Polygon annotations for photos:
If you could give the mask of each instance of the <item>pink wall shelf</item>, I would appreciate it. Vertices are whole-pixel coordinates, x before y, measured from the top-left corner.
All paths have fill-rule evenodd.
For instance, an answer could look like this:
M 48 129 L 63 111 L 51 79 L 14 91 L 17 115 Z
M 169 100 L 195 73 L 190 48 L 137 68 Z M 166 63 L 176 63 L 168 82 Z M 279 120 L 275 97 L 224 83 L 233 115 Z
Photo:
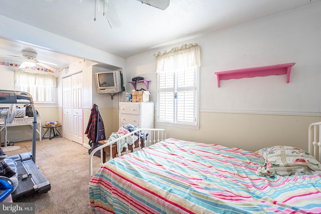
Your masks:
M 295 63 L 258 67 L 256 68 L 237 69 L 231 71 L 215 72 L 217 76 L 217 86 L 220 87 L 221 80 L 231 79 L 241 79 L 255 77 L 266 77 L 270 75 L 282 75 L 286 74 L 286 82 L 290 82 L 291 68 L 295 65 Z
M 130 81 L 130 82 L 128 82 L 128 83 L 131 83 L 131 85 L 132 85 L 133 87 L 134 87 L 134 88 L 135 89 L 135 90 L 136 90 L 136 83 L 145 83 L 145 85 L 146 85 L 146 87 L 147 87 L 147 89 L 148 89 L 148 86 L 149 85 L 149 82 L 151 82 L 151 80 L 138 80 L 137 82 L 135 82 L 135 81 Z

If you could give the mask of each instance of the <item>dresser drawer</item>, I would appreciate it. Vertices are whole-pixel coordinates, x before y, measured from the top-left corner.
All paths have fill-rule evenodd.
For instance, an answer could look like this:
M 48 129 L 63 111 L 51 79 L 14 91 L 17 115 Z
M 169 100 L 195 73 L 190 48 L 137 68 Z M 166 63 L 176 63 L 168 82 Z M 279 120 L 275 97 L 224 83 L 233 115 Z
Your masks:
M 139 105 L 120 104 L 119 105 L 119 113 L 121 114 L 139 114 Z
M 119 118 L 119 122 L 122 124 L 136 125 L 139 126 L 139 116 L 121 114 Z

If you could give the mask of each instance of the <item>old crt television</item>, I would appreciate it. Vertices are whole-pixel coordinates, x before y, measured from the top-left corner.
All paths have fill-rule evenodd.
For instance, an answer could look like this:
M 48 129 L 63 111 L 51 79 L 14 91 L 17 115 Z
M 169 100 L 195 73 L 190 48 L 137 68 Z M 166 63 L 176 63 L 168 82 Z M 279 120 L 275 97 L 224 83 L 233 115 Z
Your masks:
M 97 91 L 99 94 L 115 93 L 125 91 L 122 74 L 120 71 L 97 72 L 96 76 Z

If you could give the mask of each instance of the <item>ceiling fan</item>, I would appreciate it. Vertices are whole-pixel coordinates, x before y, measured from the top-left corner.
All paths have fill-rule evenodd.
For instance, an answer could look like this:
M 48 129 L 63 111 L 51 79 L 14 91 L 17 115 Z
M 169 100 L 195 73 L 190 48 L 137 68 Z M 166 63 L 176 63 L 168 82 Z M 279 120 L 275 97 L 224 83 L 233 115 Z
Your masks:
M 52 68 L 48 65 L 58 66 L 56 63 L 40 60 L 37 59 L 38 54 L 35 51 L 31 49 L 23 50 L 21 51 L 22 57 L 14 55 L 8 55 L 11 57 L 24 59 L 24 61 L 19 66 L 19 68 L 26 68 L 27 67 L 33 67 L 36 65 L 43 67 L 47 69 L 54 71 L 56 69 Z

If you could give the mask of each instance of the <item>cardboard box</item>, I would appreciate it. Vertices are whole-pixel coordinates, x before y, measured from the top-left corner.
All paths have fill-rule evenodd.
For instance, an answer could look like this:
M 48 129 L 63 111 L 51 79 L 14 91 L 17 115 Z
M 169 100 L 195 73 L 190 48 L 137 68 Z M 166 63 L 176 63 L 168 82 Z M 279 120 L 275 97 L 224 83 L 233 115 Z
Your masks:
M 149 94 L 147 91 L 132 91 L 132 102 L 149 102 Z

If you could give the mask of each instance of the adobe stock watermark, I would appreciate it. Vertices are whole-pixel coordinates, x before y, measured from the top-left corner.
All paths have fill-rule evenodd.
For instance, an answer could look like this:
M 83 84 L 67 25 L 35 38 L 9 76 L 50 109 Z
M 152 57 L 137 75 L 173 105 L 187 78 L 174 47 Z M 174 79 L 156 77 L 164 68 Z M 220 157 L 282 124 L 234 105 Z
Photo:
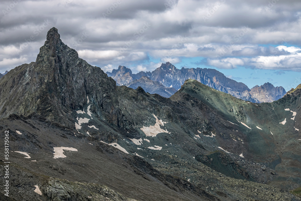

What the task requires
Recast the items as a Markdown table with the columns "No." and "Text", one numbered row per line and blank lines left out, starting at the first line of the items and ending at the line that contains "M 130 81 L 130". Leave the pictures out of the table.

Solution for this problem
| No. | Text |
|---|---|
| 1 | If you could give the mask of each instance of the <item>pink wall shelf</item>, I would appreciate it. Vertices are whole-pixel coordinates, x before y, measured from the top-left corner. |
| 2 | All paths have fill-rule evenodd. |
| 3 | For instance, an answer could look like this: |
| 4 | M 48 129 L 63 111 L 51 79 L 14 91 L 17 115 Z |
| 5 | M 169 100 L 195 73 L 190 48 L 137 68 Z M 166 63 L 176 63 L 168 82 Z M 279 120 L 275 97 L 224 83 L 233 115 Z |
| 6 | Photo: |
| 7 | Your masks: |
| 8 | M 295 63 L 258 67 L 256 68 L 237 69 L 231 71 L 215 72 L 217 76 L 217 86 L 220 87 L 221 80 L 231 79 L 241 79 L 255 77 L 266 77 L 270 75 L 282 75 L 286 74 L 286 82 L 290 82 L 291 68 L 295 65 Z |
| 9 | M 130 81 L 130 82 L 128 82 L 128 83 L 131 83 L 131 85 L 132 85 L 133 87 L 134 87 L 134 88 L 135 89 L 135 90 L 136 90 L 136 83 L 145 83 L 145 85 L 146 85 L 146 87 L 147 87 L 147 89 L 148 89 L 148 86 L 149 85 L 149 82 L 151 82 L 151 80 L 138 80 L 137 82 L 135 82 L 135 81 Z |